### Exercise data
# # # # # # #

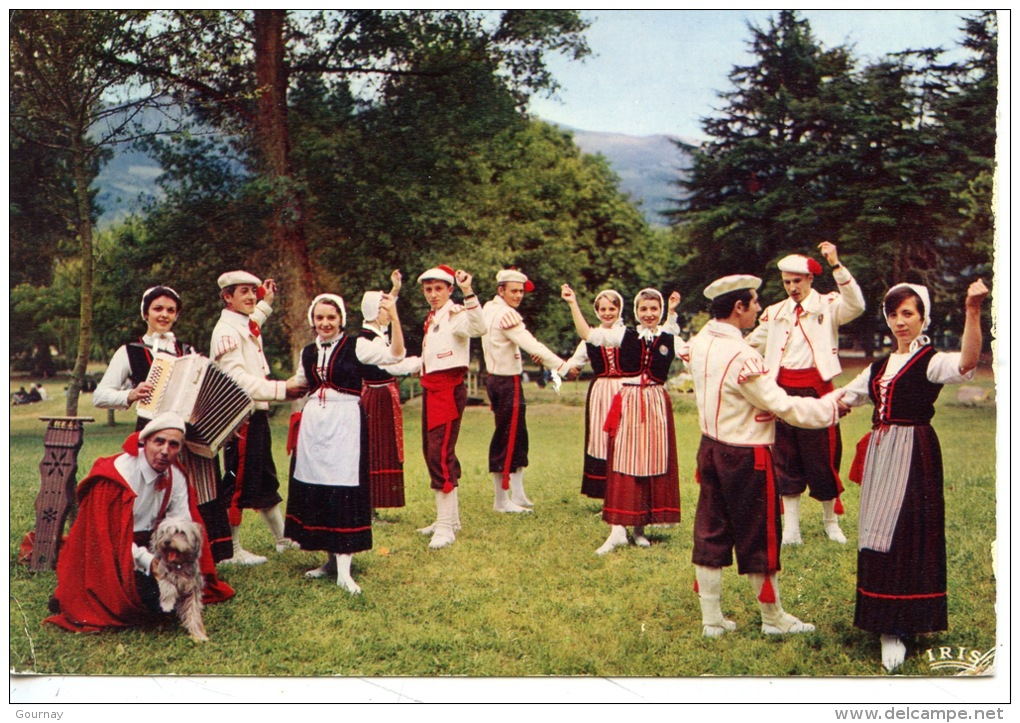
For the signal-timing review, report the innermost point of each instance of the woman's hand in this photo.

# # # # # # #

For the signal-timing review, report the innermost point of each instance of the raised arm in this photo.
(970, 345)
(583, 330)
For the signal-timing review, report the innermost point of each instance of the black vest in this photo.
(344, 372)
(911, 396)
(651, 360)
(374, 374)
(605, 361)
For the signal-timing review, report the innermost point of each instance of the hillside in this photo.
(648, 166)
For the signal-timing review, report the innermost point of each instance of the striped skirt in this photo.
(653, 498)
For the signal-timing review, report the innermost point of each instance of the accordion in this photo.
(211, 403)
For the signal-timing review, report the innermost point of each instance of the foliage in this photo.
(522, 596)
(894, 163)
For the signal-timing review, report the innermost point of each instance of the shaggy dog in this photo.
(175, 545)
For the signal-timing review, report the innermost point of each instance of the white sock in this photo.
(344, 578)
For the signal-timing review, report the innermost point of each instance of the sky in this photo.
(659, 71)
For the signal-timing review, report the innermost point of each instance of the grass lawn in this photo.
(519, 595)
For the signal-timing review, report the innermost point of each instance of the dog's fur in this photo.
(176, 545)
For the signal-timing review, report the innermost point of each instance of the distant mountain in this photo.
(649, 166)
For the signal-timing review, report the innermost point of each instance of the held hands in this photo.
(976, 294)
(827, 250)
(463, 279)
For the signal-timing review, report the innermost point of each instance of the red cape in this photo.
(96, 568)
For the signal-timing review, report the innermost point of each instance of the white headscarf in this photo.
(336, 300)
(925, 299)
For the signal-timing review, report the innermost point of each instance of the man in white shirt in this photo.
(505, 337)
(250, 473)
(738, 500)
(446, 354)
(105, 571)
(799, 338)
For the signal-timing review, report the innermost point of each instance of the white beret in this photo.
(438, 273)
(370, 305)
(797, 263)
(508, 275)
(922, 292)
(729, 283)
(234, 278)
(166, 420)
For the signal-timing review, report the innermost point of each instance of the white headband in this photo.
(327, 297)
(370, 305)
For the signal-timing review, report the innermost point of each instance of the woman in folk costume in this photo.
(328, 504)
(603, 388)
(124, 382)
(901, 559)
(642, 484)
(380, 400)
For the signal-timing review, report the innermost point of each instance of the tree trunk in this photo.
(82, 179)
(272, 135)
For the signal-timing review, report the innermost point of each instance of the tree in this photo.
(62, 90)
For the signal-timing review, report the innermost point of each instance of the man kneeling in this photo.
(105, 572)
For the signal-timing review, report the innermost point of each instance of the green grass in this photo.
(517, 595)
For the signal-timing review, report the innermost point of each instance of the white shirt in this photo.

# # # # # # #

### Problem statement
An exact copy of the lines above, from the one containing "trunk in this photo." down to the one containing "the white shirt in this photo." and including both, is the whole answer; retype it and nothing else.

### Solution for this exercise
For the signal-timing review, report the innermost point of each instance of the tree trunk in this photo.
(82, 179)
(272, 135)
For the signal-timing review, report the innermost point of each instance of the tree in this photo.
(62, 90)
For the signal-timing review, report the innermost point of each instance of the man kneeling in this photo.
(105, 572)
For the signal-timing review, report the innermost point of each instance of the green grass in this photo.
(517, 595)
For the signal-timing review, report the innermost point of each instance of the white shirt in this photo.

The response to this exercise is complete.